* _Goal of the exercise_
Only the lines from the one containing "lawn, one line per instance" to the end of the data are wanted; print them exactly as they appear.

* _The input_
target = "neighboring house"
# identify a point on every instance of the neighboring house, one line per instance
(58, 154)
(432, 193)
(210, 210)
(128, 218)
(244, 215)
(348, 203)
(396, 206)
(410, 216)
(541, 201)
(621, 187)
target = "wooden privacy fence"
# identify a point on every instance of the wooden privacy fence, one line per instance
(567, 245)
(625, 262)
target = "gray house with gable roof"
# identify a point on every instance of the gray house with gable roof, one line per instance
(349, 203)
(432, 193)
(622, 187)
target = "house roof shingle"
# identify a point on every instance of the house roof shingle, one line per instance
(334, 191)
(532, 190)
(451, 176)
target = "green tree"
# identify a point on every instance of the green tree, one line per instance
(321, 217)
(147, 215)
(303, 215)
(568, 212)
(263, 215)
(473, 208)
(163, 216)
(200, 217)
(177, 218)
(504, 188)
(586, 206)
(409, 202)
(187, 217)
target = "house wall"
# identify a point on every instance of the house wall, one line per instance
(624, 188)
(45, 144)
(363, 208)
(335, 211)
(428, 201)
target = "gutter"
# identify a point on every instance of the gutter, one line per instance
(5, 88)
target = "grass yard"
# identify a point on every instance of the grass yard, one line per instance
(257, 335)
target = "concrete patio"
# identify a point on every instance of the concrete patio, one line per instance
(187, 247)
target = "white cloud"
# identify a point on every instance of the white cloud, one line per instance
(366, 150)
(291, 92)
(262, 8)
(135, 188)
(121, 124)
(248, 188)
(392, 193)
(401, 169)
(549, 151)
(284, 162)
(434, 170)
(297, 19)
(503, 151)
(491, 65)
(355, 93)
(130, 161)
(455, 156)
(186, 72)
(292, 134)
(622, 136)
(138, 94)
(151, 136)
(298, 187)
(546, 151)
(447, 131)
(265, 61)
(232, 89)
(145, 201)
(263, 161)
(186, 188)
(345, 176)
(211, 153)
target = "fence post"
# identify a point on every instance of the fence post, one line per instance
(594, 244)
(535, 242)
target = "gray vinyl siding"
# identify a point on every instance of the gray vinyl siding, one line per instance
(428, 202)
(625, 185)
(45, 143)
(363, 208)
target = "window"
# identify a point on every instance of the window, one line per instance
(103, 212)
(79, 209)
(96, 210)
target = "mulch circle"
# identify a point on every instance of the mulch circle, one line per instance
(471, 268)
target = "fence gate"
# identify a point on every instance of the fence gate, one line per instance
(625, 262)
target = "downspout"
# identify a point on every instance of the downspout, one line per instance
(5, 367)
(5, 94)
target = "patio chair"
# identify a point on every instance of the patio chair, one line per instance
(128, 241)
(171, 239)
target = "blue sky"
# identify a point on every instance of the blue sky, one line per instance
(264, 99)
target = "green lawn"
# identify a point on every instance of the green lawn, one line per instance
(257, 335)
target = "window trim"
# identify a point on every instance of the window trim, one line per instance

* _Exercise solution_
# identify a point on every instance of the green lawn, one line per instance
(257, 335)
target = "window trim"
# identify a point on every instance of the window trim, one line per instance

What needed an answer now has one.